▶ Quoted passage
■ ■ ■ ■

Egyptian teachers have joined other workers, including doctors and transport workers in strikes and protests to demand better conditions and pay and proper funding for public services.

Striking in Egypt has become a dangerous business, despite the freeing up of unions as a result of the 2011 revolution. First the Morsi administration oppressed strikers, and after that was overthrown by more mass demonstrations, the new army-led administration is equally repressive - jailing and terrorising anyone who campaigns for democratic change, in particular trade unionists. Last week, the doors of an administration building occupied by bus workers were chained up by security forces, cutting off food and medical supplies. 

Hundreds of people, including children were arrested during demonstrations in January to commemorate the third anniversary of the 2011 revolution. Prisoners have reported torture and appalling conditions in the jails.

■ ■ ■ ■

▶ List of tasks
1 - Check each statement against the text on strikes in Egypt and mark it yes or no, quoting the words that settle it: (a) Egyptian teachers have joined doctors and transport workers in strikes and protests. (b) The new army-led administration is less repressive than the Morsi administration was. (c) Security forces chained up the doors of a building occupied by bus workers.
2 - Pick up the text on strikes in Egypt after its last sentence and keep writing.

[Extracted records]

■ ■ ■ ■

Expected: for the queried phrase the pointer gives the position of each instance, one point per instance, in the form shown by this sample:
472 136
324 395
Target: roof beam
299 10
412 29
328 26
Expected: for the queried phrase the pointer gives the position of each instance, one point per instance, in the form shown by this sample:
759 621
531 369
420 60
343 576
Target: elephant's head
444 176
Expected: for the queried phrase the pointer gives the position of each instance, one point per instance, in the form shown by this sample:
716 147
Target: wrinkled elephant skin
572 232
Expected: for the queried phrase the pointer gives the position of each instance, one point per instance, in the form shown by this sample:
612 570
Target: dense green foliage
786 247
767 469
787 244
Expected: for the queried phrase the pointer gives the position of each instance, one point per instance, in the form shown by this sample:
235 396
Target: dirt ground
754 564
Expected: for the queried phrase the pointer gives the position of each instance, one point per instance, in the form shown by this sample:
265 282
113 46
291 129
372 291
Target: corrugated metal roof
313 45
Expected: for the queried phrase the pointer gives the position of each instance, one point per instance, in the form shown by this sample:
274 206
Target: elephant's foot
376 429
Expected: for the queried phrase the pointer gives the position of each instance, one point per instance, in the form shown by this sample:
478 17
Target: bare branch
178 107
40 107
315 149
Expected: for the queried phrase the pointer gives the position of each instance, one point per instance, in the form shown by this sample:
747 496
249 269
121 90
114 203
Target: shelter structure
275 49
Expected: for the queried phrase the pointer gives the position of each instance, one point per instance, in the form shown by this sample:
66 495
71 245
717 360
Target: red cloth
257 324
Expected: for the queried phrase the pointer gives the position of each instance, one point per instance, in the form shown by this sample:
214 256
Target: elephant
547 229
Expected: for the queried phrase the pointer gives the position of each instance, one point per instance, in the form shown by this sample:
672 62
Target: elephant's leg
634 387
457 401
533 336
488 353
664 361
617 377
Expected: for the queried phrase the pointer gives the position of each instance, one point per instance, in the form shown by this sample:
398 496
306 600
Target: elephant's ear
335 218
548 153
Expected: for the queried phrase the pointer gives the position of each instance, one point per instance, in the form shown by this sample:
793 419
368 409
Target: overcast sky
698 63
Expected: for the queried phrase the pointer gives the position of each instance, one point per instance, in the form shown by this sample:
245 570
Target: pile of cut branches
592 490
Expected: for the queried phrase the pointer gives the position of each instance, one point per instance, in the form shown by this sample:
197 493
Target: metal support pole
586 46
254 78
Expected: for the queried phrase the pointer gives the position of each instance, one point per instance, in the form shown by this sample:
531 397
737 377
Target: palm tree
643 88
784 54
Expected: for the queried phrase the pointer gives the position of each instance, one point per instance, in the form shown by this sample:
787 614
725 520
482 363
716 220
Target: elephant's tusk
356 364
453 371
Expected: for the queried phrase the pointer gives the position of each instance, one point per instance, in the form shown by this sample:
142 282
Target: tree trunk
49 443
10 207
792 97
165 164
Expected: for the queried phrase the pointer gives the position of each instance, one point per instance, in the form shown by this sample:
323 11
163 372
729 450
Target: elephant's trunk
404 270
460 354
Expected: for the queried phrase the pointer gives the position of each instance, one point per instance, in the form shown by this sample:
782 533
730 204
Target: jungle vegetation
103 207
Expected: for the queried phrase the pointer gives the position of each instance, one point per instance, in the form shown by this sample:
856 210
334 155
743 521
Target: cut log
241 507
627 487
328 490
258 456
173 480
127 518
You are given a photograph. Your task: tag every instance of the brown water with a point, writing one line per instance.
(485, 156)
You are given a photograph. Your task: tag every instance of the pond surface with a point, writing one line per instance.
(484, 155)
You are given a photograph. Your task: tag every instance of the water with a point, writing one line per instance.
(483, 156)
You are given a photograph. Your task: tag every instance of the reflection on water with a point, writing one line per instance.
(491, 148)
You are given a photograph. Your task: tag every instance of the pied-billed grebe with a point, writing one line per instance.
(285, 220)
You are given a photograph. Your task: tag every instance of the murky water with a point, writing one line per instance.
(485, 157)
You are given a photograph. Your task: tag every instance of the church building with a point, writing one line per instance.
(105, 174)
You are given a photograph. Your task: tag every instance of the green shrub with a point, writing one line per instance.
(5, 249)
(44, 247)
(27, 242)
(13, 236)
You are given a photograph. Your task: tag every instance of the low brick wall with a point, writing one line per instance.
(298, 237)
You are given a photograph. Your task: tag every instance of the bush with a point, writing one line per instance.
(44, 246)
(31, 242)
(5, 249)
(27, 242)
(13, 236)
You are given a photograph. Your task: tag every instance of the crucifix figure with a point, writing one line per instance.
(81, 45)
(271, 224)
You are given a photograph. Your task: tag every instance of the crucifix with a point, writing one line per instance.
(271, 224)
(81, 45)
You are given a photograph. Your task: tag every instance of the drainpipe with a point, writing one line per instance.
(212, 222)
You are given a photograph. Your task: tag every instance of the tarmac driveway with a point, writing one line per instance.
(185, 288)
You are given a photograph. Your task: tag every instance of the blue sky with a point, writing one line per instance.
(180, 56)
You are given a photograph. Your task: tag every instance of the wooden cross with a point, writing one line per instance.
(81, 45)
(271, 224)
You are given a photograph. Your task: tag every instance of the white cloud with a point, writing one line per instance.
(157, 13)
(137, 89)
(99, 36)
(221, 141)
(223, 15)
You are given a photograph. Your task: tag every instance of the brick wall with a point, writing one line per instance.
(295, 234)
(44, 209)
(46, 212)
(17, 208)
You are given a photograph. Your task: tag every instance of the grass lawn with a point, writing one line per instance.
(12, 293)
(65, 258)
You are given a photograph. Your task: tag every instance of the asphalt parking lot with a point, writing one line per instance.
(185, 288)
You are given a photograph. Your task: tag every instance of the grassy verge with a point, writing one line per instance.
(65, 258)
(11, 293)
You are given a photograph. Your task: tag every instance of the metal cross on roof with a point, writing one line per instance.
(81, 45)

■ ■ ■ ■

▶ Answers to the tasks
1 -
(a) Yes: "Egyptian teachers have joined other workers, including doctors and transport workers in strikes and protests"
(b) No: "the new army-led administration is equally repressive"
(c) Yes: "the doors of an administration building occupied by bus workers were chained up by security forces"

2 -
The doctors are taking part in the latest of a series of strikes demanding better conditions in the notoriously underfunded hospitals, and improved pay. Teachers similarly are asking for improved pay and conditions and a recognition of their professional status. Thousands of teachers are on temporary contracts and all are on low pay. Some are paid nothing at all on the basis that they will be able to make money through taking pupils for private tuition after school. Class sizes are also unmanageably large. Little has changed despite the fact that teachers, students, doctors and other public service workers were in the forefront of the revolution which overthrew the Mubarak dictatorship.